_Sayfa Metni_:

• • • • • • •

O üç İngiliz ‘teknisyen’in aslında Britanya Devlet İletişim Merkezi’ne (GCHQ) bağlı gizli görevdeki istihbarat subayları olduğu 13 yıl sonra 1984 yılında Avam Kamarası’ndaki tartışma sırasında ortaya çıktı. http://www2.warwick.ac.uk/fac/soc/pais/people/aldrich/vigilant/lectures/gchq/kizildere
THKP-C’nin neden Elrom’u seçtiği ise hâlâ meçhul. Korumasız olması, kaçırılmasının kolay olması ilk sebepler. Ama başka iddialar da var.
İddialara göre Ephraim Elrom’la ilgili hem Deniz Gezmiş’in THKO’suna, hem de Mahir Çayan’ın THKP-C’sine istihbarat veren kişi İstanbul’da tıp okuyan Suriyeli Eşref Abaza’ydı. Abaza, Elrom Suikastı soruşturmasında gözaltına alındı. Ama MİT operasyonuyla. Çünkü Suriyeli öğrenci Sovyetler ve Suriye için casusluk yapıyordu. 1978 yılında bir takasla Suriye’ye iade edildiği haberleri çıktı.

• • • • • • •

_Yapılacak İşler_:
1. Elrom metninde "O üç İngiliz" sözlerinin geçtiği yerden başlayıp "edildiği haberleri çıktı." sözlerinden sonra durarak o bölümü lütfen değiştirmeden yazın.
2. Elrom metnindeki "İddialara göre" diye başlayan paragrafı, ana bilgileri koruyarak kısa bir madde listesine dönüştürün.
Kayıtların bu işle hiçbir ilgisi yoktur.

• • • • • • •

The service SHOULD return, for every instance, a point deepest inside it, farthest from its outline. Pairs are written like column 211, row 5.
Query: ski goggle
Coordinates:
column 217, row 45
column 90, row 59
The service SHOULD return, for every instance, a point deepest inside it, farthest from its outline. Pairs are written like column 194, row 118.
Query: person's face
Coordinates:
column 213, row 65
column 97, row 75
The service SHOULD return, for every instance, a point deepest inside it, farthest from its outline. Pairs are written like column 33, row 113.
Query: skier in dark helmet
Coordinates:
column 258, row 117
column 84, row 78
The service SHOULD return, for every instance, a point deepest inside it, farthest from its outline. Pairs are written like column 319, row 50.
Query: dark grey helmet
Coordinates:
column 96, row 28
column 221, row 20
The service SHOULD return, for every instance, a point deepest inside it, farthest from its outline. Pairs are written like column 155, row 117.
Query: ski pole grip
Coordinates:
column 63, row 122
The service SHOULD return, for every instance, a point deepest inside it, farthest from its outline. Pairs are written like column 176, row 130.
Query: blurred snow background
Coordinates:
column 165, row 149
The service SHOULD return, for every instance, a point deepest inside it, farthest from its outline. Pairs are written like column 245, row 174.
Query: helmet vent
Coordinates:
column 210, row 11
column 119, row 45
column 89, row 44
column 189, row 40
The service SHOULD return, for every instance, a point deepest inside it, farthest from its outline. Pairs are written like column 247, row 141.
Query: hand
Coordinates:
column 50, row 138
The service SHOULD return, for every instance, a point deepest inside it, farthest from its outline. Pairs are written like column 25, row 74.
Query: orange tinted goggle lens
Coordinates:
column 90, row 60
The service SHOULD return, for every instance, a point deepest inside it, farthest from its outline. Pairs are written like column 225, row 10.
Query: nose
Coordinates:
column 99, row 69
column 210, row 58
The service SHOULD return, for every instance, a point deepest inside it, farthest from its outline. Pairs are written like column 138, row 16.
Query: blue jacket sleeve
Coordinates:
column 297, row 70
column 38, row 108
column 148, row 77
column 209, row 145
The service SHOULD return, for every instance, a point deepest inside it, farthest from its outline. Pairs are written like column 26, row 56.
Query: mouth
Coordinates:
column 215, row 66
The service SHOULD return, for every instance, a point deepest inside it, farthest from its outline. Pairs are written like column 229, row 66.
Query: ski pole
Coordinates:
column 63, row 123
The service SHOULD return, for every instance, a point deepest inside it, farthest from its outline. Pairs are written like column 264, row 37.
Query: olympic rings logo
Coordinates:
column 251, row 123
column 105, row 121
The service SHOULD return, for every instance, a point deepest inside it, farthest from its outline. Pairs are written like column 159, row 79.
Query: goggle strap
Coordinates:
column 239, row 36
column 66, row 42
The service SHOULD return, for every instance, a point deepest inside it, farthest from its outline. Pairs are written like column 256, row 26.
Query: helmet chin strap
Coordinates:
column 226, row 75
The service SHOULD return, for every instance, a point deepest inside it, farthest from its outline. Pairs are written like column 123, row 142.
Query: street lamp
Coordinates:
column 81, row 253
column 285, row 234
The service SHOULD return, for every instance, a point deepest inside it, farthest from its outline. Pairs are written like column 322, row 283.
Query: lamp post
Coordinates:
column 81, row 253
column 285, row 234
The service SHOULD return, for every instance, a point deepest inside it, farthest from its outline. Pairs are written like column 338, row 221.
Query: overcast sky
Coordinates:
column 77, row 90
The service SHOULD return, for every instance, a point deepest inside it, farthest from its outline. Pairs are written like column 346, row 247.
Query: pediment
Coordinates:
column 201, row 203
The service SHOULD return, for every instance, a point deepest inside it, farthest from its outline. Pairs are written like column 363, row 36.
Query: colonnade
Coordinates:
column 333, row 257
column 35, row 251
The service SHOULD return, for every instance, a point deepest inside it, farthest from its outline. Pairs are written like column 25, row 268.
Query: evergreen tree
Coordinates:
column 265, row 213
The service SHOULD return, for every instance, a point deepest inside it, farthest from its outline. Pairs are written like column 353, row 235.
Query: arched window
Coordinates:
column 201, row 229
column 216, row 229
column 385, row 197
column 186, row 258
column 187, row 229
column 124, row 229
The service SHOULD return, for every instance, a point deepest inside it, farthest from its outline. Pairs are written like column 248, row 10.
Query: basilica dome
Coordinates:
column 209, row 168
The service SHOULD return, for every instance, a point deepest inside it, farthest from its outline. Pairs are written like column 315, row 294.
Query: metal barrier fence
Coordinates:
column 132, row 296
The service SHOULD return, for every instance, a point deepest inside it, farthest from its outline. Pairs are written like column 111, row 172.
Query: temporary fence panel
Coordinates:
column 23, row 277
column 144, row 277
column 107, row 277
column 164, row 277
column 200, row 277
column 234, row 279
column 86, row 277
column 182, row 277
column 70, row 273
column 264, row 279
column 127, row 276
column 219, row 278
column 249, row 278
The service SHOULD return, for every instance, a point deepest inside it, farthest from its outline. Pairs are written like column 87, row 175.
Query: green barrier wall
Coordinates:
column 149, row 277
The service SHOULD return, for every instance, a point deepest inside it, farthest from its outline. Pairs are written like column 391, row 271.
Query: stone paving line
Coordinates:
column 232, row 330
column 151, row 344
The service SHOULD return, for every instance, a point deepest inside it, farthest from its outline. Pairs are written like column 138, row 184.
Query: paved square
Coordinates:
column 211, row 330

• • • • • • •

_Yanıtlar_:
1.
O üç İngiliz ‘teknisyen’in aslında Britanya Devlet İletişim Merkezi’ne (GCHQ) bağlı gizli görevdeki istihbarat subayları olduğu 13 yıl sonra 1984 yılında Avam Kamarası’ndaki tartışma sırasında ortaya çıktı. http://www2.warwick.ac.uk/fac/soc/pais/people/aldrich/vigilant/lectures/gchq/kizildere
THKP-C’nin neden Elrom’u seçtiği ise hâlâ meçhul. Korumasız olması, kaçırılmasının kolay olması ilk sebepler. Ama başka iddialar da var.
İddialara göre Ephraim Elrom’la ilgili hem Deniz Gezmiş’in THKO’suna, hem de Mahir Çayan’ın THKP-C’sine istihbarat veren kişi İstanbul’da tıp okuyan Suriyeli Eşref Abaza’ydı. Abaza, Elrom Suikastı soruşturmasında gözaltına alındı. Ama MİT operasyonuyla. Çünkü Suriyeli öğrenci Sovyetler ve Suriye için casusluk yapıyordu. 1978 yılında bir takasla Suriye’ye iade edildiği haberleri çıktı.

2.
- İddialara göre Elrom hakkında hem Deniz Gezmiş'in THKO'suna hem Mahir Çayan'ın THKP-C'sine istihbarat veren kişi, İstanbul'da tıp okuyan Suriyeli Eşref Abaza'ydı.
- Abaza, Elrom suikastı soruşturmasında bir MİT operasyonuyla gözaltına alındı.
- Bunun sebebi, Sovyetler ve Suriye için casusluk yapmasıydı.
- 1978'de bir takasla Suriye'ye iade edildiğine dair haberler çıktı.